-- Page extract --
# Roy Hodgson's Half-Time Joke



## Pale Rider (Nov 15, 2011)

It's interesting that people like Greg **** seem to think that Hodgson's "joke", which compared Andros Townsend to a monkey, was acceptable - because, and I paraphrase, "Hodgson is someone of the highest integrity and therefore the comment was not racist".

I'm not one to get too concerned about this kind of joke because if you go too far down that road most of humour becomes potentially offensive. However....

Isn't it strange that, when fans make monkey chants and chuck bananas, that this results in the offenders being banned for life. No one seems to try to find out if they're people of the highest integrity who are just having a laugh. Isn't it strange that a UKIP MEP is lambasted for referring to "Bongo Bongo land" as a joke and gets booted out of the party. Or that anyone who uses a non-PC term, like "coloured" to describe immigrants is hauled over the coals.

Yet Roy Hodgson can liken Townsend - the person who almost single-handled won the last two games for him - to a "monkey".

The only effing "monkey" here is Roy effing Hodgson. He's been whingeing for months about not having any effing players to select from. Then he selects Townsend because of injury problems - and he turns out to be the BEST EFFING player in the team.

And he calls him a monkey. Then he tries to take credit for selecting him. On yer bike mate.


----------



## NickG (Aug 15, 2013)

Don't agree at all!!

The joke has been taken completely out of context, in the original joke NASA were essentially saying the Monkey was more intelligent than the human astronaut and hence he was only there to feed the monkey... Switched back into the England context... Townsend is better then you lot (Chris Smalling) so give him the ball... The Monkey is irrelevant, it could have been a fly, a dog, a rabbit or a bloody Lemur, its irrelevant as he was not comparing Townsend to anything!

Absolutely nothing racist or offensive in this situation but as usual the media have taken it out of context and blown it out of proportion.

-- Set tasks --
**A)** In the forum thread on Roy Hodgson's half-time joke, list the animals that the second post says could have stood in for the monkey.
**B)** Retype the passage of the Hodgson thread between "I'm not one" and "over the coals.", inclusive.

Data extracted from a collection
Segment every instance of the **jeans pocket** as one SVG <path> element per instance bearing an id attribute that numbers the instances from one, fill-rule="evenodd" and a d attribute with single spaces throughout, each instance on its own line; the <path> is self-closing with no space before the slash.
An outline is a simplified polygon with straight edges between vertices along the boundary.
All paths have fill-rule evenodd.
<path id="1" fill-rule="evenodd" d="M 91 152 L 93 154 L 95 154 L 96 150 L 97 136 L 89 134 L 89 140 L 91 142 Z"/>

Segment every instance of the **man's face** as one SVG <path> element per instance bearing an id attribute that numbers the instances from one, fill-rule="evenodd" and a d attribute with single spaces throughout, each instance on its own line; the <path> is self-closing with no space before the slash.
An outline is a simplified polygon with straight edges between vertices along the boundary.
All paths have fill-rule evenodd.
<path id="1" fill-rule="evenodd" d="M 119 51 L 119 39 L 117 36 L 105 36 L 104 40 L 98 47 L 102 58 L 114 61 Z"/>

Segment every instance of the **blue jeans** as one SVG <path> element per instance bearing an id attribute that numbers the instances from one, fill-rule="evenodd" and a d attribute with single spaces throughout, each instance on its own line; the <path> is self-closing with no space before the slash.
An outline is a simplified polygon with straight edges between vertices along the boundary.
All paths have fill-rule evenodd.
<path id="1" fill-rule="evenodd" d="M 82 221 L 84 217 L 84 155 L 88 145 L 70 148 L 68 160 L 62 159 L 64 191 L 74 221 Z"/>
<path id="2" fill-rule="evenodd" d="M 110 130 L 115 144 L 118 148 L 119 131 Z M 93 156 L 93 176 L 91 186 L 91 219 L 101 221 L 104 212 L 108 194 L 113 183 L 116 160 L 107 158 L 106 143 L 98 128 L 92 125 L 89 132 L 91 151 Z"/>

-- Solutions --
**A)** a fly, a dog, a rabbit, a Lemur

**B)**
I'm not one to get too concerned about this kind of joke because if you go too far down that road most of humour becomes potentially offensive. However....

Isn't it strange that, when fans make monkey chants and chuck bananas, that this results in the offenders being banned for life. No one seems to try to find out if they're people of the highest integrity who are just having a laugh. Isn't it strange that a UKIP MEP is lambasted for referring to "Bongo Bongo land" as a joke and gets booted out of the party. Or that anyone who uses a non-PC term, like "coloured" to describe immigrants is hauled over the coals.